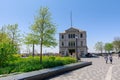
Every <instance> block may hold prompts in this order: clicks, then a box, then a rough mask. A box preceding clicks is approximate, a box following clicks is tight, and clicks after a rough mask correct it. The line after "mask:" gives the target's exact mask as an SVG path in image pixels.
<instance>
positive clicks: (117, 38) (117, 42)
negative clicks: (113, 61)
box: [112, 37, 120, 52]
mask: <svg viewBox="0 0 120 80" xmlns="http://www.w3.org/2000/svg"><path fill="white" fill-rule="evenodd" d="M112 43H113V47H114V49H115V51H116V52H119V51H120V37H116V38H114V41H113V42H112Z"/></svg>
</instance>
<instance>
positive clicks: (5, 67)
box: [0, 56, 76, 75]
mask: <svg viewBox="0 0 120 80" xmlns="http://www.w3.org/2000/svg"><path fill="white" fill-rule="evenodd" d="M75 62H76V59H75V58H71V57H57V56H43V62H42V64H40V58H39V56H35V57H34V58H33V57H26V58H18V59H17V60H15V61H11V62H9V64H7V65H5V66H4V67H1V68H0V75H1V74H10V73H15V72H29V71H34V70H40V69H45V68H51V67H56V66H62V65H66V64H70V63H75Z"/></svg>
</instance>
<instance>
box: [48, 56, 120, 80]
mask: <svg viewBox="0 0 120 80" xmlns="http://www.w3.org/2000/svg"><path fill="white" fill-rule="evenodd" d="M82 61H92V65H90V66H87V67H84V68H80V69H77V70H74V71H71V72H68V73H65V74H62V75H58V76H55V77H53V78H51V79H48V80H120V59H118V58H117V57H113V64H110V63H108V64H106V63H105V60H104V58H103V57H100V58H82Z"/></svg>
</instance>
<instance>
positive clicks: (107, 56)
mask: <svg viewBox="0 0 120 80" xmlns="http://www.w3.org/2000/svg"><path fill="white" fill-rule="evenodd" d="M104 58H105V61H106V64H107V63H108V55H105V57H104Z"/></svg>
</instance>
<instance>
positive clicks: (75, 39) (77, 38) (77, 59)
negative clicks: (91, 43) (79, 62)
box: [75, 35, 78, 62]
mask: <svg viewBox="0 0 120 80" xmlns="http://www.w3.org/2000/svg"><path fill="white" fill-rule="evenodd" d="M77 39H78V36H77V35H75V40H76V48H75V51H76V60H77V62H78V50H77Z"/></svg>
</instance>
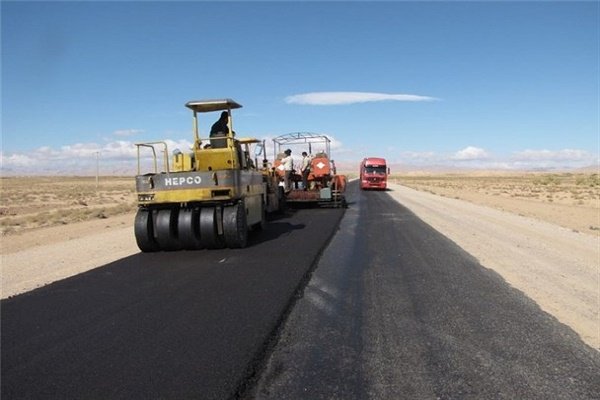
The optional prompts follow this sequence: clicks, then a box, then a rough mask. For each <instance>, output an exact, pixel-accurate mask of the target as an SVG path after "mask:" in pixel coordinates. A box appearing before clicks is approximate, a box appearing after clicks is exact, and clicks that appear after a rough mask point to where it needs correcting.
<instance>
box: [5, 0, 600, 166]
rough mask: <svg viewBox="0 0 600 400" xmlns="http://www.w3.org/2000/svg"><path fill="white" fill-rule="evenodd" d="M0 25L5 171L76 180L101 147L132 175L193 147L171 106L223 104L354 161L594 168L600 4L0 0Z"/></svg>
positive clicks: (241, 120) (584, 2)
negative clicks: (307, 134)
mask: <svg viewBox="0 0 600 400" xmlns="http://www.w3.org/2000/svg"><path fill="white" fill-rule="evenodd" d="M1 13H2V28H1V29H2V154H1V157H2V168H3V172H4V173H19V172H21V173H31V172H35V171H40V170H44V171H47V172H50V173H51V172H61V173H64V172H69V171H72V170H73V169H77V168H80V170H81V171H83V170H85V168H87V167H89V165H90V162H91V161H90V160H92V159H93V158H94V157H93V155H94V154H95V152H98V151H99V152H100V154H101V157H102V160H103V168H104V169H105V171H107V172H109V171H111V168H112V170H114V171H116V172H124V173H128V172H132V171H133V170H132V169H131V170H130V169H128V168H132V167H131V166H133V165H134V164H135V162H134V161H135V146H134V145H133V143H135V142H140V141H150V140H159V139H169V141H170V143H173V144H174V145H178V146H180V147H185V146H188V145H189V143H190V142H191V139H192V134H191V113H190V112H189V111H188V110H187V109H186V108H185V107H184V104H185V103H186V102H187V101H188V100H193V99H206V98H223V97H229V98H232V99H234V100H236V101H238V102H239V103H241V104H243V105H244V108H242V109H240V110H237V112H236V113H235V114H234V123H235V128H234V129H235V130H236V132H238V135H240V136H255V137H259V138H272V137H275V136H278V135H281V134H285V133H289V132H297V131H309V132H318V133H324V134H327V135H329V136H330V137H331V138H332V140H333V143H334V146H333V157H334V158H336V159H338V160H339V161H340V162H347V163H349V164H350V165H352V163H353V162H358V160H360V159H362V157H364V156H383V157H386V158H388V159H389V160H390V162H392V163H401V164H407V165H413V166H416V167H419V166H424V165H432V164H436V165H447V166H455V167H480V168H546V167H554V168H561V167H582V166H589V165H592V164H596V163H597V162H598V161H597V160H598V152H599V133H598V132H599V116H598V114H599V87H600V85H599V74H600V72H599V50H598V48H599V38H600V34H599V20H600V6H599V4H598V3H597V2H377V3H373V2H283V1H281V2H250V1H245V2H40V3H37V2H24V1H20V2H10V1H8V2H7V1H3V2H2V3H1ZM217 117H218V115H217V114H214V115H212V114H209V115H206V116H205V119H204V120H202V121H201V124H202V123H203V124H204V125H201V129H202V130H203V131H204V133H206V131H207V129H208V128H209V126H210V124H212V122H214V120H216V119H217ZM299 151H300V150H299ZM132 160H133V161H132Z"/></svg>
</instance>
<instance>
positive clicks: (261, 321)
mask: <svg viewBox="0 0 600 400" xmlns="http://www.w3.org/2000/svg"><path fill="white" fill-rule="evenodd" d="M343 213H344V210H343V209H314V210H297V211H289V212H287V213H286V214H285V215H283V216H281V217H279V218H278V219H275V220H273V221H271V222H270V223H269V224H268V227H267V229H266V230H265V231H264V232H257V233H253V234H252V235H251V237H250V242H249V246H248V247H247V248H245V249H238V250H228V249H224V250H212V251H208V250H206V251H193V252H192V251H181V252H164V253H153V254H141V253H140V254H137V255H134V256H130V257H127V258H124V259H121V260H119V261H116V262H113V263H111V264H108V265H106V266H103V267H100V268H97V269H94V270H91V271H89V272H87V273H84V274H81V275H77V276H74V277H71V278H69V279H66V280H63V281H60V282H57V283H54V284H51V285H48V286H45V287H42V288H40V289H37V290H34V291H32V292H29V293H25V294H23V295H19V296H16V297H13V298H9V299H6V300H3V301H2V303H1V314H2V315H1V322H2V326H1V328H2V338H1V348H2V356H1V359H2V372H1V378H2V383H1V397H2V399H3V400H5V399H6V400H7V399H188V398H196V399H227V398H233V397H235V396H236V394H237V392H238V391H240V390H243V389H244V385H245V382H246V381H247V378H248V377H249V376H252V374H253V372H254V366H255V365H256V364H257V362H258V361H259V360H260V358H261V357H262V355H263V353H264V349H265V346H268V343H269V342H270V340H271V336H272V334H273V332H274V329H275V328H276V327H277V326H278V325H279V323H280V321H281V319H282V316H283V315H284V314H285V312H286V310H287V309H288V308H289V306H290V304H291V302H292V301H293V299H294V296H295V293H296V291H297V289H298V288H299V287H301V286H303V285H304V284H305V283H306V279H307V276H308V275H307V274H309V272H310V270H311V268H312V267H314V265H315V260H316V259H317V258H318V256H319V255H320V253H321V252H322V250H323V248H324V247H325V246H326V245H327V243H328V242H329V240H330V238H331V237H332V236H333V234H334V233H335V231H336V229H337V227H338V224H339V221H340V219H341V217H342V216H343ZM132 235H133V232H132ZM98 245H99V246H102V243H98ZM23 262H27V260H23Z"/></svg>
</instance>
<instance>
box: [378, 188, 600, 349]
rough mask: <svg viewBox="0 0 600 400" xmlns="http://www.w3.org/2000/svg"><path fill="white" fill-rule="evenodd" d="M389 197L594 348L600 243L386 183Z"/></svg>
mask: <svg viewBox="0 0 600 400" xmlns="http://www.w3.org/2000/svg"><path fill="white" fill-rule="evenodd" d="M390 189H391V190H390V192H389V193H390V195H391V196H392V197H394V198H395V199H396V200H397V201H398V202H400V203H401V204H402V205H404V206H405V207H407V208H409V209H410V210H411V211H412V212H414V213H415V214H416V215H417V216H418V217H419V218H421V219H422V220H423V221H424V222H426V223H427V224H429V225H430V226H432V227H433V228H434V229H436V230H437V231H438V232H440V233H442V234H443V235H445V236H446V237H448V238H449V239H451V240H452V241H454V242H455V243H456V244H458V245H459V246H460V247H462V248H463V249H464V250H465V251H467V252H468V253H470V254H471V255H472V256H474V257H475V258H476V259H478V261H479V262H480V263H481V265H483V266H484V267H486V268H489V269H492V270H494V271H495V272H497V273H498V274H500V275H501V276H502V277H503V278H504V279H505V280H506V281H507V282H508V283H509V284H511V285H512V286H513V287H515V288H517V289H519V290H521V291H522V292H524V293H525V294H526V295H527V296H529V297H530V298H531V299H533V300H534V301H535V302H537V303H538V305H539V306H540V307H541V308H542V309H543V310H544V311H546V312H548V313H549V314H551V315H553V316H554V317H556V318H557V319H558V320H559V321H561V322H562V323H564V324H566V325H568V326H570V327H571V328H572V329H573V330H574V331H576V332H577V333H578V334H579V335H580V336H581V338H582V340H584V341H585V342H586V343H587V344H589V345H590V346H592V347H593V348H595V349H597V350H598V349H600V316H599V310H600V239H599V238H598V237H597V236H592V235H587V234H583V233H579V232H574V231H573V230H571V229H567V228H563V227H560V226H558V225H554V224H550V223H547V222H544V221H540V220H537V219H533V218H528V217H523V216H519V215H515V214H512V213H508V212H504V211H500V210H496V209H493V208H489V207H484V206H480V205H476V204H473V203H470V202H466V201H462V200H457V199H452V198H447V197H441V196H437V195H433V194H430V193H426V192H421V191H417V190H414V189H410V188H407V187H404V186H401V185H397V184H391V185H390Z"/></svg>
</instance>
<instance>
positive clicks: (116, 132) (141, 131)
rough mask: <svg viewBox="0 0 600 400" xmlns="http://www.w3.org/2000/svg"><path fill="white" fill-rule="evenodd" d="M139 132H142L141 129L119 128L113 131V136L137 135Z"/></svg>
mask: <svg viewBox="0 0 600 400" xmlns="http://www.w3.org/2000/svg"><path fill="white" fill-rule="evenodd" d="M140 133H144V131H143V130H141V129H121V130H117V131H114V132H113V135H114V136H123V137H126V136H134V135H139V134H140Z"/></svg>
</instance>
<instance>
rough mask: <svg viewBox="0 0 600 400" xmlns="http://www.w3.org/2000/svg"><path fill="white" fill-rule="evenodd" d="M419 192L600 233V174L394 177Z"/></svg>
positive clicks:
_ _ _ _ _
▶ _WHAT TO PRODUCE_
Show me every line in the data above that includes "approximate".

▶ _WRITTEN SOLUTION_
Every <instance> block may hold prompts in this order: clicks, then a box, then a rough mask. A box preceding clicks is approximate, a box following clicks is tight, and clicks after a rough mask correct it. The line after "mask:" gives the target's exact mask as an SVG path in image pixels.
The optional prompts follow this sequence: clicks, then a box, then a rough mask. For each <instance>, output an exact, pixel-accurate mask of the target as an SVG path after "mask:" in pixel coordinates. A box appearing before clicks is approximate, a box appearing after clicks is exact, and clicks that appear after a rough mask point to where it needs correcting.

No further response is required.